> REQUIRED ACTION: In the data below, find the line containing "[indicate] shadow on", then set down that line and every later line up to and including the line containing "[indicate] wooden boat", exactly.

### TASK INPUT ###

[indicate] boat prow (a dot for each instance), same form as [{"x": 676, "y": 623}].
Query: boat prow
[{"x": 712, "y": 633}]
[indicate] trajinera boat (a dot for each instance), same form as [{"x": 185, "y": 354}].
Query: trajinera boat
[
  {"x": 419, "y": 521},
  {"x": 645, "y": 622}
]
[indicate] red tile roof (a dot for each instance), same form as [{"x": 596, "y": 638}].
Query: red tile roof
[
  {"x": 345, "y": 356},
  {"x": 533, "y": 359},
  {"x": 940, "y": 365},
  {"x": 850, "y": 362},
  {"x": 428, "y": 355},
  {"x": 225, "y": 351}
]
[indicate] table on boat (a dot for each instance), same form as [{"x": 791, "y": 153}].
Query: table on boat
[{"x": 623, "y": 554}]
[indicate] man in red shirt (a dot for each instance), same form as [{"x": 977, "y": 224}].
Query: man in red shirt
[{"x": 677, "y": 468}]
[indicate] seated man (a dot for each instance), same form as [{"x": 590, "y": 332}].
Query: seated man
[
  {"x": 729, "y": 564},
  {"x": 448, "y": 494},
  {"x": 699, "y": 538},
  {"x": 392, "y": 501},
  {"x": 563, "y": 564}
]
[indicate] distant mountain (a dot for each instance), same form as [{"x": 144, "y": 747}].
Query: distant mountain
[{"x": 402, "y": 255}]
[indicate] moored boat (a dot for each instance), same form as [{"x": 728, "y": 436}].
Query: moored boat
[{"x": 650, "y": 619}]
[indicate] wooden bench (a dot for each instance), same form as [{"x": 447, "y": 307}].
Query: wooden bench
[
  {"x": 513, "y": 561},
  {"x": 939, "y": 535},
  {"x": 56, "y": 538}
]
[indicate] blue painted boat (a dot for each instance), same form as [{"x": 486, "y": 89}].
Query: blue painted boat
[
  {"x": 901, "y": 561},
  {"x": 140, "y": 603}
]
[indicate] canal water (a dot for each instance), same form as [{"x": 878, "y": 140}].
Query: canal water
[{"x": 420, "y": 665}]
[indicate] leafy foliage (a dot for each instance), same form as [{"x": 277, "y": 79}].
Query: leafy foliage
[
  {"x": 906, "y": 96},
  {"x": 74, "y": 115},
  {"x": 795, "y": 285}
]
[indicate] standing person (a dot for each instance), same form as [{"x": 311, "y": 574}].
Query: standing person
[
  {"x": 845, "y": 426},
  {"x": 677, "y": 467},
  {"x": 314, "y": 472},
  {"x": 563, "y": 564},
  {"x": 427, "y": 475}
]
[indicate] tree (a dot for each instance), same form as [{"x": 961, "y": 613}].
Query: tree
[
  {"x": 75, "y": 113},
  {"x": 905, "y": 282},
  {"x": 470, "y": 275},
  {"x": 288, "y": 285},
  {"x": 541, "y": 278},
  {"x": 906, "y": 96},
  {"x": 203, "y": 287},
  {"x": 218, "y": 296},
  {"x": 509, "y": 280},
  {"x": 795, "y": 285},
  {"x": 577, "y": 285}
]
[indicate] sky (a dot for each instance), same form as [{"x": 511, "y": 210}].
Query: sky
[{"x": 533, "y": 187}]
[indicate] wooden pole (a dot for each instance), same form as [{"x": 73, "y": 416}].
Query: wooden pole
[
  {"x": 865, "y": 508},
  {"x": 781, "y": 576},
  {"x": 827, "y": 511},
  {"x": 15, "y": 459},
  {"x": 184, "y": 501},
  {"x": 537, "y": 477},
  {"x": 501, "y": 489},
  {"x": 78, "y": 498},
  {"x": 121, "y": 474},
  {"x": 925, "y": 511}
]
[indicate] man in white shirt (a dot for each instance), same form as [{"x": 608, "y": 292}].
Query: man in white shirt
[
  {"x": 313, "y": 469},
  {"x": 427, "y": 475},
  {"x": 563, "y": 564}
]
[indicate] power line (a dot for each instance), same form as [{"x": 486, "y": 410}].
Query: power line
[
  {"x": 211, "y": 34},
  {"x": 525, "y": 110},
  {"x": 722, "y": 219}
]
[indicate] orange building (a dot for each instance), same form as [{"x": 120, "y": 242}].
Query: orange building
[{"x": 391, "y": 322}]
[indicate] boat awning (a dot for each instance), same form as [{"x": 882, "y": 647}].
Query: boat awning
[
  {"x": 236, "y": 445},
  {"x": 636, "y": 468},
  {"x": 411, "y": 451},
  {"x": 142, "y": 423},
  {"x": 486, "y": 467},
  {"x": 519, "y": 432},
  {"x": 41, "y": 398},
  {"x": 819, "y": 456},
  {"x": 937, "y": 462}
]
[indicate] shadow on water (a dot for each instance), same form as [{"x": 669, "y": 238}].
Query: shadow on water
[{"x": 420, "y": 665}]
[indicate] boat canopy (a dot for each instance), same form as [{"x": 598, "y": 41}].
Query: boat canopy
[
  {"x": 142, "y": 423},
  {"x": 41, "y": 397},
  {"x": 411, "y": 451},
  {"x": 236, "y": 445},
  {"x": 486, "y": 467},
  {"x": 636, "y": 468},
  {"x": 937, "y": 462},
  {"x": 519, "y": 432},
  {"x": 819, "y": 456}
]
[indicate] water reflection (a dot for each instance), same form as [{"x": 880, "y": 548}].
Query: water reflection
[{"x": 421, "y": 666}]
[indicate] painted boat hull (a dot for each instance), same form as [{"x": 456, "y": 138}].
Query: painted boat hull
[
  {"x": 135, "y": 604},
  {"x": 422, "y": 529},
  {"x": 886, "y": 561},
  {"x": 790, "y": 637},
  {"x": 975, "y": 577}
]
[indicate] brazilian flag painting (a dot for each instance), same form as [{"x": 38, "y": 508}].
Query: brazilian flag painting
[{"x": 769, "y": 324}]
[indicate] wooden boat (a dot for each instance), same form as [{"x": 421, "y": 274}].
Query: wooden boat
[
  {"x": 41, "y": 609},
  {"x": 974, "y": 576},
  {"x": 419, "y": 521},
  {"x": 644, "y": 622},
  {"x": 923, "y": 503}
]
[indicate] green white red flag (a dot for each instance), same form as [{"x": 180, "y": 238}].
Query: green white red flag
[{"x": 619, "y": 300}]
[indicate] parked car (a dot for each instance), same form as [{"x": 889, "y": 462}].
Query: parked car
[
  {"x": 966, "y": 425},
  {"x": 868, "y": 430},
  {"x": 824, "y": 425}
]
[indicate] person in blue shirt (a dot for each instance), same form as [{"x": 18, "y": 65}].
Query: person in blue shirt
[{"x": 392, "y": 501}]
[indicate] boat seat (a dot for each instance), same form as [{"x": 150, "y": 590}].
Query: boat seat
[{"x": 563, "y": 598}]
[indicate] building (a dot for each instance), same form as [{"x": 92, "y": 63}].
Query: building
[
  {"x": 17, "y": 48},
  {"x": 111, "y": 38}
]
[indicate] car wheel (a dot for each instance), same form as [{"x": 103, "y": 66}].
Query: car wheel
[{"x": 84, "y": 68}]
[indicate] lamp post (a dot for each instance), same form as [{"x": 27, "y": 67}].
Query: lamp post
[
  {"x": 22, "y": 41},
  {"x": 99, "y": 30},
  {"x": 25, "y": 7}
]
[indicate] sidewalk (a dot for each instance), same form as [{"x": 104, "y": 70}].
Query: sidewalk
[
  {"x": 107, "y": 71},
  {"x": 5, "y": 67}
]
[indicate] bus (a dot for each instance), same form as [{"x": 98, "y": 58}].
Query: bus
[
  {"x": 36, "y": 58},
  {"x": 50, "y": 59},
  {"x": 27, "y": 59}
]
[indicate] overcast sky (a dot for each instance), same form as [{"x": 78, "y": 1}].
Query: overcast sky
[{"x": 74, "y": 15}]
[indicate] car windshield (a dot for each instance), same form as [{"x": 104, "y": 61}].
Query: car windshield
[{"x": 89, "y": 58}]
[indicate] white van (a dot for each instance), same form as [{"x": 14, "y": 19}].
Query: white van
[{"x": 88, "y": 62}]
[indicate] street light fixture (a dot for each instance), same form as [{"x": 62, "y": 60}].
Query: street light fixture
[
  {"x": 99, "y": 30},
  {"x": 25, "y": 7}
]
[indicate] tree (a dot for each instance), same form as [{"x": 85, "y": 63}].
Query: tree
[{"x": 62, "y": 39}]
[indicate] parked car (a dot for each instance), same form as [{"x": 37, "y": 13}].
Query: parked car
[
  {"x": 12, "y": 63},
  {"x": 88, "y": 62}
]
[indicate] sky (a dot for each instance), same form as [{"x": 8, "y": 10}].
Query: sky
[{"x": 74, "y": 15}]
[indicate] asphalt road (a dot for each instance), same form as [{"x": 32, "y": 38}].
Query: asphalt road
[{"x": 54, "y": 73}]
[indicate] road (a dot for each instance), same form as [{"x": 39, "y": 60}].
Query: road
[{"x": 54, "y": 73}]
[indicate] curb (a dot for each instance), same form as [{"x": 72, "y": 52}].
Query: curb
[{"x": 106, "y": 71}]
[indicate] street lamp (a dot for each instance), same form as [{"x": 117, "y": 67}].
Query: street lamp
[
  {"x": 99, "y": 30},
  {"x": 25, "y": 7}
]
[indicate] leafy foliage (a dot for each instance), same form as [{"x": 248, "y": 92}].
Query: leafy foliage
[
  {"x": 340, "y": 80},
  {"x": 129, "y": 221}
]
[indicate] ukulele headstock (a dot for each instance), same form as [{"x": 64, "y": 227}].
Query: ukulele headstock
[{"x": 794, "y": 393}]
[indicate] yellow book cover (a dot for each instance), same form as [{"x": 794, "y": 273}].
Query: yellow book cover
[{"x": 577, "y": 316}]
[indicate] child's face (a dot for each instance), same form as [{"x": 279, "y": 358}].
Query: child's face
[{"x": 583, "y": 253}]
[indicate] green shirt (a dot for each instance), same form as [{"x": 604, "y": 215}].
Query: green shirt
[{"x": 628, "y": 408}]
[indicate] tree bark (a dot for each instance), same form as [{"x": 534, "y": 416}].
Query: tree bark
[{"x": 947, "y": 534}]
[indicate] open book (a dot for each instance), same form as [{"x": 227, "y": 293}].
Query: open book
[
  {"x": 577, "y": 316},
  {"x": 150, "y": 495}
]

###

> ANSWER TO THIS PROBLEM:
[indicate] shadow on water (a dot for each instance), same form as [{"x": 669, "y": 238}].
Query: shadow on water
[{"x": 420, "y": 665}]
[indicate] boat canopy (a dot for each instance), same form as [{"x": 598, "y": 41}].
Query: boat canopy
[
  {"x": 142, "y": 423},
  {"x": 41, "y": 397},
  {"x": 411, "y": 451},
  {"x": 236, "y": 445},
  {"x": 486, "y": 467},
  {"x": 636, "y": 468},
  {"x": 937, "y": 462},
  {"x": 519, "y": 432},
  {"x": 819, "y": 456}
]
[indicate] water reflection (a dot for each instance), same form as [{"x": 880, "y": 548}].
Query: water reflection
[{"x": 421, "y": 666}]
[indicate] painted boat hull (a dot for each instance), same form as [{"x": 456, "y": 138}].
Query: painted boat hull
[
  {"x": 135, "y": 604},
  {"x": 422, "y": 529},
  {"x": 886, "y": 561},
  {"x": 790, "y": 637},
  {"x": 975, "y": 577}
]
[indicate] brazilian flag painting (a dot for each instance), same form as [{"x": 38, "y": 508}].
Query: brazilian flag painting
[{"x": 769, "y": 324}]
[indicate] wooden boat (a dot for each instance), same form as [{"x": 421, "y": 274}].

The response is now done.